TESTO PROPOSTO:
= = =
Quando una crisi politica è evidente, sarebbe bene dare la voce al Popolo; specie se, in una nazione, è assai palese che il ricorso alle urne sarebbe in grado di dare la maggioranza, e con questa il potere, a una determinata forza politica o a una coalizione coesa. Credo fermamente, infatti, che nel bene e nel male il popolo debba sempre essere sovrano.
La
Democrazia, purtroppo, non è un sistema politico perfetto. Teoricamente assai
imperfetto; perché spesso produce non il miglior compromesso possibile, anziché
la scelta migliore, ma un compromesso al ribasso.
Oggi,
infatti, la Democrazia viene intesa molto diversa da quella preconizzata da
Platone e Aristotele, riducendosi molto spesso, in alto e in basso, al mercato
delle vacche grasse.
Ciò,
purtroppo, coinvolge tutte le sfere di uno Stato e, cosa ancor più grave, viene
pure così percepita dal popolo stesso.
Nulla
di strano, perciò, se la maggior parte dei politici attuali possa essere
etichettata con immagini stereotipate significative, del tipo: Lazzaro risorto,
morto che cammina, manichino stralunato, cariatide del Partenone, pappafichi,
cerbero dell’Ade, idiota ciancione, zingaro cafone, orco delle sette leghe,
pinocchio mugellese, bertuccia pepata e … via dicendo.
L’immaturità
o la maturità di un popolo è commisurata di norma al suo votare, quando, più
che analizzare i programmi e l’operato pregresso di una forza politica, il
cittadino vota seguendo la propria pancia, abbindolato dalle promesse.
Ovvio,
pertanto, che pure l’uomo politico sia umanamente e eticamente assai scadente.
E per rendersene conto basta analizzare il comportamento di un qualsiasi
personaggio politico, sia nella sua vita privata, sia in quella pubblica. Perché,
in sostanza, se uno è inaffidabile nel privato non potrà essere un santo nel
pubblico.
Il
governo gialloverde ha avuto il pregio di dare per molti mesi un governo
all’Italia; ma, nello stesso tempo il grande difetto di produrre una linea
politica e economica senza capo e fondamenta, considerato che il noto Contratto di Governo era
carente nella struttura operativa e controproducente sul Debito sovrano e nei
risultati. Non era un dettagliato piano industriale ed economico, ma solo uno
stralcio di buone intenzioni.
= = =
DESCRIZIONE DEL PROBLEMA: Prosegui il testo sulla democrazia e sul governo gialloverde, ripartendo subito dopo la sua ultima frase.

MATERIALE FORNITO:
= = =
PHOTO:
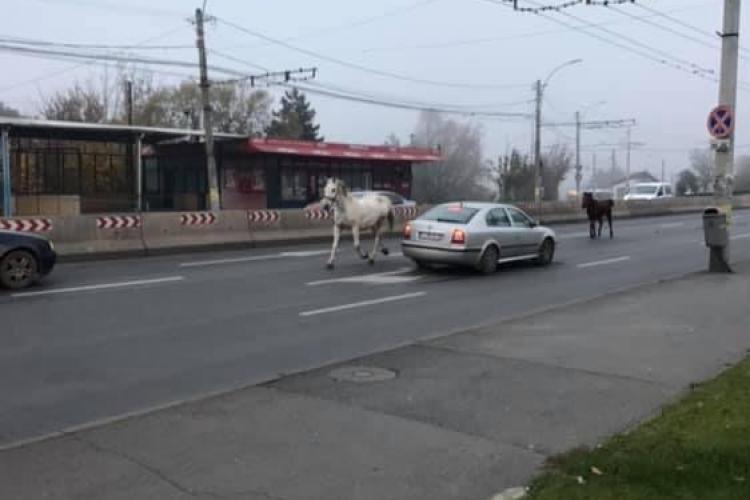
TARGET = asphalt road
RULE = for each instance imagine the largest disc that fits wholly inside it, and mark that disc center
(99, 340)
= = =
SVOLGIMENTO:
Non
per nulla i contrasti sono diventati palesi nel momento di porre le basi della
nuova Legge finanziaria (DEF).
Cos’è
in effetti e in sintesi la Politica? È un ampio e dettagliato progetto
industriale, economico e sociale di una nazione. Con buona pace dell’utopistico
Bene comune conclamatato
dalla Chiesa.
Perché
è ovvio che se non vi è lavoro non vi può essere reddito, che se non vi è
reddito non vi può essere un sistema economico atto a supportare le spese, che
se non c’è una disponibilità di cassa non vi può essere un sistema sociale
assistenziale (sanità, pensioni, istruzione …) se non basando tutto su un
continuo debito crescente.
Poca
importanza ha il fatto che ciò accada in ogni nazione, specie se l’indice di
benessere di una nazione viene misurato demenzialmente col veterotestamentale rapporto
Debito/Pil, che in effetti non dice proprio nulla, se non, ormai, per alcuni
economisti e politici allocchi.
Guardando
ai dati reali si vede, ad esempio, che la benestante Germania e la Francia hanno
un debito assai analogo a quello italiano. Ciò significa che in effetti le tre
nazioni sono in pratica fallite e che la loro sopravvivenza è basata sulla
benevolenza dei creditori, perciò di chi finanzia il loro fabbisogno di cassa.
Per saldare il reciproco debito prodotto servirebbero secoli e non anni.
Ma,
come si sa, i creditori non operano in perdita, ma godendo di interessi attivi.
Ora, considerando che i tassi sono ormai tutti passivi ovunque, si evince che
il sistema del finanziamento pubblico sia al collasso strutturale.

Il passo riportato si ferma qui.